Extract every line between the one with "Target: freshly cut tree stump" and the end of the entries, both included, word for word and free of pictures.

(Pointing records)
::::
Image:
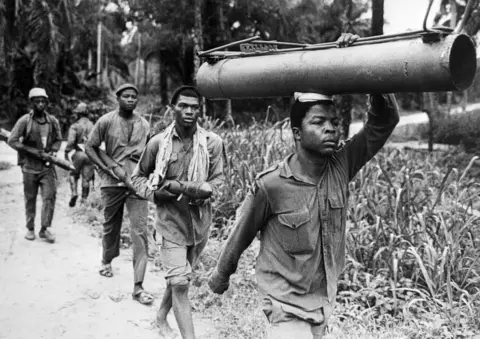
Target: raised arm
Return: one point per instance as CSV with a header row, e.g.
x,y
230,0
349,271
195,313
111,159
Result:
x,y
382,119
251,217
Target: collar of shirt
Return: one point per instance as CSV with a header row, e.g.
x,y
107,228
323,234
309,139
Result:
x,y
287,172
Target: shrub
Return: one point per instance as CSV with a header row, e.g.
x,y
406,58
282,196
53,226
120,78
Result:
x,y
460,129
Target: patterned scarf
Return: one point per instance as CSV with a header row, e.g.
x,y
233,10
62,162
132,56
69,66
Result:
x,y
198,167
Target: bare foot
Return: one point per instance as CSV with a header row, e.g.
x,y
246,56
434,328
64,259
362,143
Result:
x,y
164,328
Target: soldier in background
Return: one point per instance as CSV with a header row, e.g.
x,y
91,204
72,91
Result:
x,y
77,137
125,134
39,130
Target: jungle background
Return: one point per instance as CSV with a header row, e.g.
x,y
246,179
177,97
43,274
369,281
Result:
x,y
413,243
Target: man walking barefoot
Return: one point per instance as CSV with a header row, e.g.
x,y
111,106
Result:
x,y
125,135
299,207
183,151
77,136
41,131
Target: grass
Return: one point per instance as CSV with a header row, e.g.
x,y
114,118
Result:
x,y
413,246
4,165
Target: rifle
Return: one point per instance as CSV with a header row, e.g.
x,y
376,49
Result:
x,y
195,190
116,169
36,153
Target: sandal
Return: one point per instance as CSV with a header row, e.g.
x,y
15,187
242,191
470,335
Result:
x,y
143,298
106,271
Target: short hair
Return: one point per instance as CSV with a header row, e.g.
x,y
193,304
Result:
x,y
186,91
299,110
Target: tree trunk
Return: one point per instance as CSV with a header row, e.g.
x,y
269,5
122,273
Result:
x,y
197,37
99,54
138,61
90,59
377,17
145,77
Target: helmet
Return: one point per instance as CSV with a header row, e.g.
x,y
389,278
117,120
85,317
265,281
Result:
x,y
81,108
37,92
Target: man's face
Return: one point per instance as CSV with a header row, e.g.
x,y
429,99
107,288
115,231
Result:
x,y
39,104
320,132
186,110
128,99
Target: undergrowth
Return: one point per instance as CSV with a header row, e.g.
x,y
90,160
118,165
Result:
x,y
413,245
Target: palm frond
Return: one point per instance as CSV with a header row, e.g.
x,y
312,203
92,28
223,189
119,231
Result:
x,y
41,27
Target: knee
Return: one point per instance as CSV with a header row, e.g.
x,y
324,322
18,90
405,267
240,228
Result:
x,y
180,288
179,283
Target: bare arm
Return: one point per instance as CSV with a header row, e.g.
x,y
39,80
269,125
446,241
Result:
x,y
252,216
57,138
18,131
382,119
93,143
70,141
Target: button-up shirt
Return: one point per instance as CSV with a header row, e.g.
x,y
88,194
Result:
x,y
179,221
44,136
78,134
302,224
124,142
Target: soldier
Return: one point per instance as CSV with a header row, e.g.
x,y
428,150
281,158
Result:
x,y
125,134
299,207
183,151
77,137
41,131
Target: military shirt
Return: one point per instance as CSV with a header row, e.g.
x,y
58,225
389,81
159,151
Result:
x,y
124,146
179,221
302,224
44,136
78,134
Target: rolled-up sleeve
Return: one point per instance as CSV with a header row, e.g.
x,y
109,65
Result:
x,y
17,132
382,118
145,166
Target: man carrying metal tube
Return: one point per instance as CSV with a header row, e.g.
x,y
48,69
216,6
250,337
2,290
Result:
x,y
77,136
182,155
125,135
299,207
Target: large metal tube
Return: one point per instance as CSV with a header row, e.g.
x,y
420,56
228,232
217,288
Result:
x,y
410,65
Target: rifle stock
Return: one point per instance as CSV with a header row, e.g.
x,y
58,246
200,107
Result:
x,y
35,153
116,169
193,189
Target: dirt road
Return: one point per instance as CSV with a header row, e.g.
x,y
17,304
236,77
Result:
x,y
54,290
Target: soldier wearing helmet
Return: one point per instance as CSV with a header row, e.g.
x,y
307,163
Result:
x,y
77,137
40,130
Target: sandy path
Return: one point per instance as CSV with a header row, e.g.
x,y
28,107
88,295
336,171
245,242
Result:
x,y
53,290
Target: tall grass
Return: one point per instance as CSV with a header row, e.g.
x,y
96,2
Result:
x,y
413,244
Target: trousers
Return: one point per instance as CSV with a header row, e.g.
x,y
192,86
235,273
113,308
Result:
x,y
281,324
46,182
114,200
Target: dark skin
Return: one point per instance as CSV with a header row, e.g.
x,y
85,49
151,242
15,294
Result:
x,y
39,104
315,141
127,101
187,111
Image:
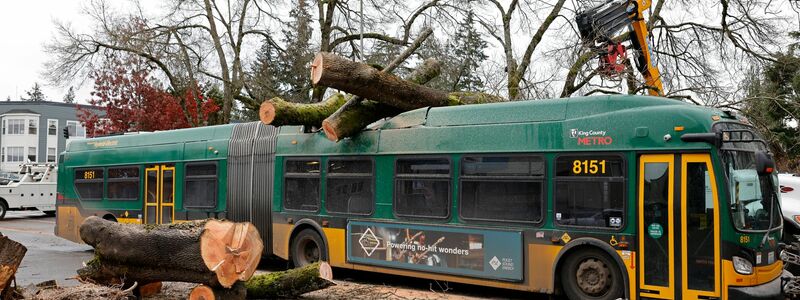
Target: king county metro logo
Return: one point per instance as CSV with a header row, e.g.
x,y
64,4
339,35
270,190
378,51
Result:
x,y
369,242
590,137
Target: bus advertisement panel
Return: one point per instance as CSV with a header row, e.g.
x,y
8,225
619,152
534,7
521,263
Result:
x,y
461,251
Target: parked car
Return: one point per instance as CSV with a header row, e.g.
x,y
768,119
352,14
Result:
x,y
790,204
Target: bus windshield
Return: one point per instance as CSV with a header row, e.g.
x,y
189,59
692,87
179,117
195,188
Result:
x,y
753,195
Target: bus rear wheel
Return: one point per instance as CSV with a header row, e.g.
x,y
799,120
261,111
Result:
x,y
591,274
307,248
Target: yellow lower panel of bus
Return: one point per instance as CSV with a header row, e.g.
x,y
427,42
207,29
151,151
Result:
x,y
761,275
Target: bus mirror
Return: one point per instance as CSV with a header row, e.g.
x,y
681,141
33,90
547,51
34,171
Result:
x,y
764,163
711,138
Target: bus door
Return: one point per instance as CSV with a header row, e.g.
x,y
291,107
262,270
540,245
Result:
x,y
678,225
159,206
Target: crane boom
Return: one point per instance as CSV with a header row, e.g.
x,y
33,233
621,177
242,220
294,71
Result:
x,y
597,25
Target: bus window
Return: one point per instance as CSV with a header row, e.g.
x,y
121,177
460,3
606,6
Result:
x,y
422,187
123,183
89,183
301,184
349,187
590,190
200,185
490,185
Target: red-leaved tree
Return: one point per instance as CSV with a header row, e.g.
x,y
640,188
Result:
x,y
135,101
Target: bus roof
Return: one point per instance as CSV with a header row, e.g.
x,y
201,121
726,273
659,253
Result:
x,y
604,123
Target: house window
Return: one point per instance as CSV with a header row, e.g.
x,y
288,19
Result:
x,y
76,129
16,154
33,127
52,127
15,126
51,154
32,154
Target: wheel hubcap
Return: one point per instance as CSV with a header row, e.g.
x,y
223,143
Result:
x,y
310,251
594,277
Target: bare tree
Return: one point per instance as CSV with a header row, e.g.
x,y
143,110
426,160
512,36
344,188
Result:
x,y
701,48
516,67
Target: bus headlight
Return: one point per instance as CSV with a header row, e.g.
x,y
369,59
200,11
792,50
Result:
x,y
742,266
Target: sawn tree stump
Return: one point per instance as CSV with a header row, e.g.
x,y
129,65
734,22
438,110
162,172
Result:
x,y
211,252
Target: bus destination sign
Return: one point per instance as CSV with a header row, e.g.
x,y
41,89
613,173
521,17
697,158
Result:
x,y
459,251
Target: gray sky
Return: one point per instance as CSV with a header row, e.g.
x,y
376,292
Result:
x,y
25,26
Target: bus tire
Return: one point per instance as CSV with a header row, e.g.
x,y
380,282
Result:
x,y
592,274
307,248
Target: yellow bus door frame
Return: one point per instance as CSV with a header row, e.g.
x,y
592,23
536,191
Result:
x,y
692,178
699,203
159,189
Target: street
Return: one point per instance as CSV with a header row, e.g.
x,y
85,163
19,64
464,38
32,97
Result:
x,y
48,257
52,258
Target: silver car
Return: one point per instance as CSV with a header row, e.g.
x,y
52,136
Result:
x,y
790,203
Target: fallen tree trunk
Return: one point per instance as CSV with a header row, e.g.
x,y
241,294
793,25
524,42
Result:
x,y
356,114
363,80
290,283
210,252
278,112
11,254
204,292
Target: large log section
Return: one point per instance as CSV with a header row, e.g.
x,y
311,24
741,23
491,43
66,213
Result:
x,y
11,254
212,252
363,80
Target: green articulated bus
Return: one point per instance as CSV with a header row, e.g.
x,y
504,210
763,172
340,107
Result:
x,y
596,198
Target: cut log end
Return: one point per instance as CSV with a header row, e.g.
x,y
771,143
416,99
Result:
x,y
202,292
266,112
316,68
330,130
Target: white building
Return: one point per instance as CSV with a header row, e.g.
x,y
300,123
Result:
x,y
33,130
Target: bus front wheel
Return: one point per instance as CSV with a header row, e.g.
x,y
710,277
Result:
x,y
592,274
307,248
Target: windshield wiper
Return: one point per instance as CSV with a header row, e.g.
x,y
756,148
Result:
x,y
771,212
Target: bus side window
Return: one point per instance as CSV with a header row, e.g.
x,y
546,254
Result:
x,y
422,187
502,188
590,190
301,189
123,183
349,186
89,183
200,185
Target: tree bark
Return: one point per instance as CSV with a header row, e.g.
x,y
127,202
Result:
x,y
356,114
278,112
204,292
210,252
11,254
363,80
290,283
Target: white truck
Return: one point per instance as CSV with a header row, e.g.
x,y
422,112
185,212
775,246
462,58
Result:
x,y
33,187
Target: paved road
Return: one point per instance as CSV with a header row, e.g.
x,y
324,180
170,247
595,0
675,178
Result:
x,y
48,256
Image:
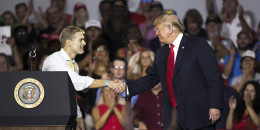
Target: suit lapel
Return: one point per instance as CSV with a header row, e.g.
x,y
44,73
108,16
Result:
x,y
180,54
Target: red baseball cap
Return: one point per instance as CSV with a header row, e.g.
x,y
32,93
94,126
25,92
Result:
x,y
79,5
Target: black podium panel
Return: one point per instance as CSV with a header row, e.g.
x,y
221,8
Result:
x,y
58,106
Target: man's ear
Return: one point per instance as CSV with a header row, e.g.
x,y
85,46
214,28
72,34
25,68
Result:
x,y
68,42
170,30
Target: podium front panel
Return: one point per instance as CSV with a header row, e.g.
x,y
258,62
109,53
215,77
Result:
x,y
58,106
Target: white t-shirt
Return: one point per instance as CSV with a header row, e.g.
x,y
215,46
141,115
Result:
x,y
230,30
59,61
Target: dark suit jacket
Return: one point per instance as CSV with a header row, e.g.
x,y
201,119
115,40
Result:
x,y
197,83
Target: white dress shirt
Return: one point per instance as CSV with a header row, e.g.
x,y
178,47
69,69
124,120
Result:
x,y
176,44
59,61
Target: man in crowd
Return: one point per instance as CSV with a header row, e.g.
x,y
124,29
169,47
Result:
x,y
192,86
72,43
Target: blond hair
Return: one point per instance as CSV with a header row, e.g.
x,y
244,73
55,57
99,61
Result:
x,y
68,34
169,20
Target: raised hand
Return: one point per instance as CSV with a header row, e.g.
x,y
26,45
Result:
x,y
248,101
214,114
232,103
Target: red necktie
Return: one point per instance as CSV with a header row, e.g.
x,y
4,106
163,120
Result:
x,y
169,76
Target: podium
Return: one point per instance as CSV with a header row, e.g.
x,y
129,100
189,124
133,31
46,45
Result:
x,y
37,100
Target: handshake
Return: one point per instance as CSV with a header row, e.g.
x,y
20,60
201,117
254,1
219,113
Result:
x,y
117,86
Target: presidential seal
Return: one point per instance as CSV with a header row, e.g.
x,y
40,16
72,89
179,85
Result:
x,y
29,93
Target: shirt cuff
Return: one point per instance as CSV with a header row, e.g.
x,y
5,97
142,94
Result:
x,y
89,81
79,114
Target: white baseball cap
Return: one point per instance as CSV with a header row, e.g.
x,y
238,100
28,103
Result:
x,y
93,23
248,53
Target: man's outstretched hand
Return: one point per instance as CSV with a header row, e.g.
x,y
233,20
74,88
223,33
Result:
x,y
117,86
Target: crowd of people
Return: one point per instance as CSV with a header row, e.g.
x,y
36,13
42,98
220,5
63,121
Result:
x,y
229,33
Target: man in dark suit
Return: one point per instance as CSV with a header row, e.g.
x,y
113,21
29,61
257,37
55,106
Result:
x,y
192,85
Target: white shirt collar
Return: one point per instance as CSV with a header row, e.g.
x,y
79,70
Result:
x,y
177,41
65,55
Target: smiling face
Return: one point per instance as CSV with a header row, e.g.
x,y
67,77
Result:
x,y
100,52
118,69
78,43
163,33
21,12
146,59
243,41
3,64
250,91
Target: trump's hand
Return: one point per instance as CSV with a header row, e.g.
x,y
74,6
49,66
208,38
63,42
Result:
x,y
117,86
214,114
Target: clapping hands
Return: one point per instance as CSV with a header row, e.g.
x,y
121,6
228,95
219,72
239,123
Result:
x,y
117,86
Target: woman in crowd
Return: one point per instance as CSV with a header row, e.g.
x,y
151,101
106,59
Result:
x,y
108,115
139,64
9,18
245,114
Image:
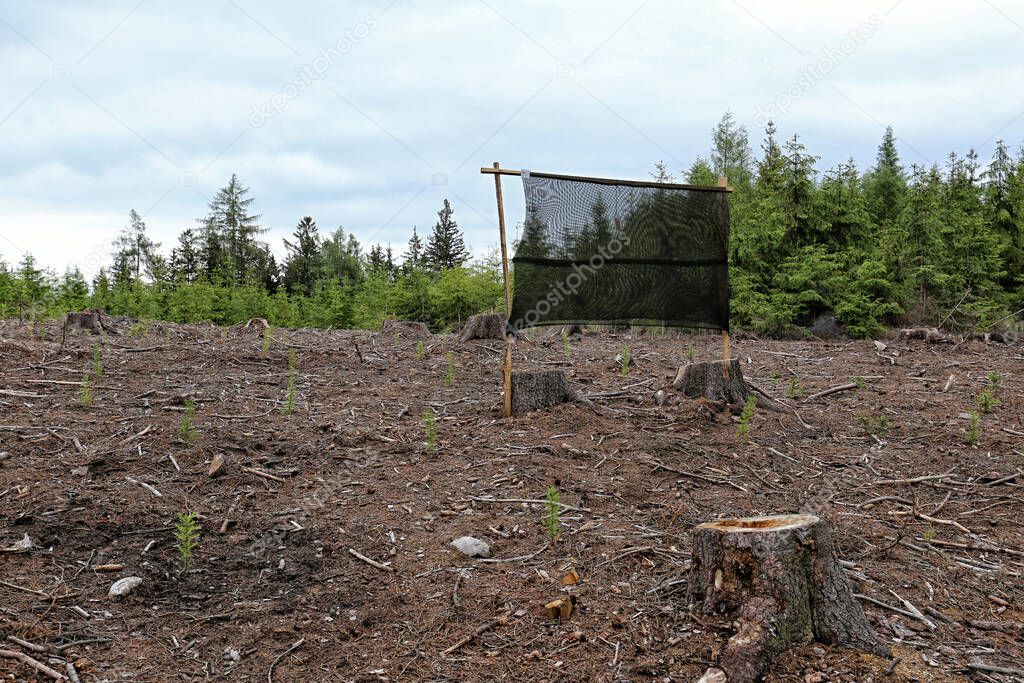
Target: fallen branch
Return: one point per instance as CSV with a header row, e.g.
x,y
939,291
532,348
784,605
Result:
x,y
496,560
38,666
832,390
480,630
269,673
359,556
563,506
261,473
143,484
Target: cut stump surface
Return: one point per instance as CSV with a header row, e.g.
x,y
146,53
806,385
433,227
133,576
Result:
x,y
708,380
778,580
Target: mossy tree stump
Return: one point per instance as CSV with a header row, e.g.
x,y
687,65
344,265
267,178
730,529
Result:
x,y
484,326
778,580
532,391
712,382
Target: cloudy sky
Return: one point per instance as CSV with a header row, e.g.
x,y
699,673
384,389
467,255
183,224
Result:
x,y
367,114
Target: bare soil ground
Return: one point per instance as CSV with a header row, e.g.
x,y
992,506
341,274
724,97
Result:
x,y
924,521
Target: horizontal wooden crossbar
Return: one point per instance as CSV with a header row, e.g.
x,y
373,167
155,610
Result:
x,y
608,181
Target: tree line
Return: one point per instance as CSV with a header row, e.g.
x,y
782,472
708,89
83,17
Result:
x,y
221,271
891,245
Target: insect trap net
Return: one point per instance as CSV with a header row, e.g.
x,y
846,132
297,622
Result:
x,y
623,253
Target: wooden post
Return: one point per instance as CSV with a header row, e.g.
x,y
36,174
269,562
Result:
x,y
723,181
508,293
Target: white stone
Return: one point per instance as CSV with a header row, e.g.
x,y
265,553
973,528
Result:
x,y
467,545
125,586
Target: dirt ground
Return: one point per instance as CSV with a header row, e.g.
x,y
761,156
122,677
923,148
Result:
x,y
275,593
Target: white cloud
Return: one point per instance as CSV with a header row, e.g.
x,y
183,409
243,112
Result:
x,y
444,88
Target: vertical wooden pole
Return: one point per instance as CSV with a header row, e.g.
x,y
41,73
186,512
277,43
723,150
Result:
x,y
508,294
723,181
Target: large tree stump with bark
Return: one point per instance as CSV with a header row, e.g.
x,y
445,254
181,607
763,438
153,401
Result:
x,y
531,391
484,326
778,580
708,380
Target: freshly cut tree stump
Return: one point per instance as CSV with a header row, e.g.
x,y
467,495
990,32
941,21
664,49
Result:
x,y
777,578
531,391
484,326
707,379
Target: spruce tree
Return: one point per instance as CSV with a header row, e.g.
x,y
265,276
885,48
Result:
x,y
186,258
230,232
731,154
445,248
885,184
136,252
413,257
302,265
341,257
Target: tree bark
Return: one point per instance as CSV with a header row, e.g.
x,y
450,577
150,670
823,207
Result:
x,y
531,391
778,580
484,326
708,380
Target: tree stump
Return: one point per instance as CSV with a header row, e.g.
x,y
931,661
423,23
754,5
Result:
x,y
778,579
707,379
484,326
531,391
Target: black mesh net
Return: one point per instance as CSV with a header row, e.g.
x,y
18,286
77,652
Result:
x,y
623,253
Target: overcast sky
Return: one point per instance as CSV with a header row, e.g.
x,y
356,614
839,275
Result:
x,y
368,114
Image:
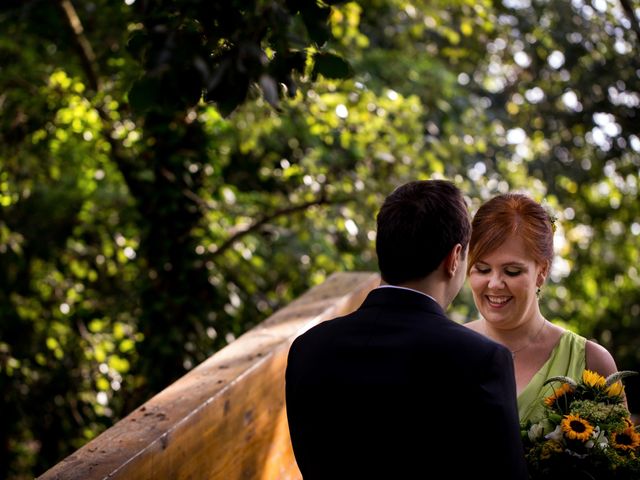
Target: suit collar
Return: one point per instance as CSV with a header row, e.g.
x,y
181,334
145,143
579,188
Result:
::::
= WRITTEN ANSWER =
Target: freshly cut tree stump
Return: one point per instance as CSV with a header row, e.g.
x,y
467,495
990,32
941,21
664,49
Result:
x,y
777,578
531,391
484,326
707,379
Target: spruce tree
Return: one point per instance as CSV with a header row, e.g.
x,y
265,276
885,48
Result:
x,y
186,258
230,232
731,154
445,248
885,184
136,252
413,257
302,265
341,257
Target: tree bark
Return: one point per instance as CSV with a header row, e.g.
x,y
450,577
150,670
823,207
Result:
x,y
531,391
778,580
484,326
708,380
Target: tree stump
Return: one point per instance as CSV with a header row, e.g.
x,y
931,661
423,23
754,5
Result:
x,y
778,579
707,379
484,326
531,391
Target: black mesh net
Return: one point per instance as CSV with a header row, e.g.
x,y
18,286
77,652
Result:
x,y
623,253
Target: overcast sky
Return: one point per instance as CSV with a header row, e.g.
x,y
356,614
839,275
Result:
x,y
368,114
Image:
Target: suit collar
Return: one point per instance as CSV with a header row, e.g.
x,y
181,334
145,143
579,188
Result:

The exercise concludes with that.